• INSTRUCTIONS FOR THE TASK: Every entry must be echoed exactly.

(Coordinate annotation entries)
------------

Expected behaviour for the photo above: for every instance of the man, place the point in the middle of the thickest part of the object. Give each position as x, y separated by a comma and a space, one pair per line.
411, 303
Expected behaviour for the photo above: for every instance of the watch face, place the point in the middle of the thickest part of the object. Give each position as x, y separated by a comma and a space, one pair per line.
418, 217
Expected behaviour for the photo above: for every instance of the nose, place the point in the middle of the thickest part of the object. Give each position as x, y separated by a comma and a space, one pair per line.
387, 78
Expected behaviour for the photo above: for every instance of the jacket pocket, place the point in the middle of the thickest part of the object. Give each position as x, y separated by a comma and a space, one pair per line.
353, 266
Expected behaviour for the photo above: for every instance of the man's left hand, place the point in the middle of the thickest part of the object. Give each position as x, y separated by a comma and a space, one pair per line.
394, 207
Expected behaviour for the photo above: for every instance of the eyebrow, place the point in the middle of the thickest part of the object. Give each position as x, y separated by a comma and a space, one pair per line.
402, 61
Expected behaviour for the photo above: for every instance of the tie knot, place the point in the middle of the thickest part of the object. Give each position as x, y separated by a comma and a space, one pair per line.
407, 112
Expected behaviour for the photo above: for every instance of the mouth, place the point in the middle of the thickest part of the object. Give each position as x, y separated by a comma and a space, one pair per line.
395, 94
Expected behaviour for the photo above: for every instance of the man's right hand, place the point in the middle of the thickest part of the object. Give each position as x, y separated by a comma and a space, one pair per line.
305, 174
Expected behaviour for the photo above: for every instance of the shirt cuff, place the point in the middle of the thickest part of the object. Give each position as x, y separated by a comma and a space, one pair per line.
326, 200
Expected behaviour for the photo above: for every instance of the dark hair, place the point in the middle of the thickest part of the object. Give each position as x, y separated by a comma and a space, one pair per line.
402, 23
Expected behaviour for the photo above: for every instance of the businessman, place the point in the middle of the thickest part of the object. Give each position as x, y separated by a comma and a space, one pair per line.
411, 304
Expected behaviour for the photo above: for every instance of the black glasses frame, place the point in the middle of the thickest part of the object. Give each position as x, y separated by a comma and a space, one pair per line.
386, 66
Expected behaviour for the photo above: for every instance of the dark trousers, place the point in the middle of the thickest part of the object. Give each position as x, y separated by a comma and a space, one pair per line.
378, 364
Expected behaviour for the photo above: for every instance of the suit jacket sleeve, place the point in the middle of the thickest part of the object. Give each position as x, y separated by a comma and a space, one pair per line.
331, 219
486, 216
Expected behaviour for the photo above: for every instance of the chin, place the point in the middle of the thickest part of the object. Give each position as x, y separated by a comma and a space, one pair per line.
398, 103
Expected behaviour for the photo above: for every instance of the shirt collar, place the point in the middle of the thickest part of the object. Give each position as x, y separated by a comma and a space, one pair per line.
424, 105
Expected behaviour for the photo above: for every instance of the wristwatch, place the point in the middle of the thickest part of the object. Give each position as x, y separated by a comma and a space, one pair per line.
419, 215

------------

• RESPONSE FOR THIS EXERCISE:
Expected behaviour for the photo above: for every instance of the man, place the point in the middle of the thickest part of the object. Give each position as x, y separated by a comma and a space, one pair per line.
411, 303
Expected behaviour for the photo above: for every instance of the watch face, place the point in the middle of the thickest part of the object. Give each position as x, y separated by a comma and a space, one pair per line.
418, 217
Expected behaviour for the photo above: for every instance of the nose, place the point in the middle of the thickest part of the object. Give each position as x, y separated by a comma and a space, one pair per line.
387, 78
Expected behaviour for the photo above: for every instance of the jacket pocket, place the point in the middle of the thickest part of the object. Give each position as x, y separated by a comma and a space, one pair per line.
353, 266
Expected behaviour for the photo above: for every instance of the man's left hand, place the point in the middle of the thickest part of the object. Give each position as x, y separated by a comma and a space, one pair per line.
394, 207
Expected behaviour for the photo above: for every instance of the eyebrow, place the point in the middle of the thickest part of the object. Give each position as x, y separated by a comma and a space, one pair per line.
402, 61
Expected behaviour for the photo above: for every instance of the tie knot, place the point in the middle of the thickest part of the object. Give each position as x, y separated by a comma and a space, one pair per line.
407, 112
Expected behaviour for the photo above: for every instance of the mouth, place the point in the middle of the thickest part of the object. Give each position as x, y separated by a comma and a space, one pair per line.
395, 94
Expected behaviour for the photo above: for every instance of the man's right hand, place the point in the middle of the thickest part of the object. Give each position as x, y separated by a comma and a space, one pair per line.
305, 174
Expected behaviour for the photo above: for every instance of the shirt cuff, place the point in the middle of the thickest part of the object. Give each position as x, y separated by a comma and a space, one pair per line.
326, 200
Expected behaviour for the photo above: for every instance of the dark hair, place the point in the middle of the thickest part of the object. Give each position as x, y separated by a comma and a space, one pair per line.
402, 23
Expected behaviour for the photo above: for every instance of the businessman, place the point in the middle of the thickest part of the object. Give each position as x, y separated by a comma and a space, one pair per line.
411, 304
Expected behaviour for the photo above: for every instance of the black glasses frame, place the point in the middle of the thickest part of the object. Give each position as x, y separated by a comma and a space, one pair per line.
386, 66
Expected behaviour for the photo above: for every instance of the dark trousers, place the point in the middle of the thickest part of the object. Give each position as x, y separated by a comma and a space, one pair per line.
378, 364
Expected behaviour for the photo above: for every instance of the suit jacket sleeve, place the point in the middle of the thickest part of the object. Give each position as x, y separated by a comma and a space, one pair per line.
331, 219
486, 216
Expected behaviour for the photo above: for every instance of the chin, place the point in the middle of the thickest part of the object. Give each position as x, y separated by a comma and a space, one pair per line.
398, 103
Expected behaviour for the photo above: for every instance of the shirt collar, place the point in the middle of the thickest part of the object. Give each position as x, y separated by a comma and a space, one pair per line.
424, 105
Expected behaviour for the photo above: for every instance of the wristwatch, place the point in the middle of the thickest part of the object. Give each position as x, y separated by a comma and a space, one pair per line.
419, 215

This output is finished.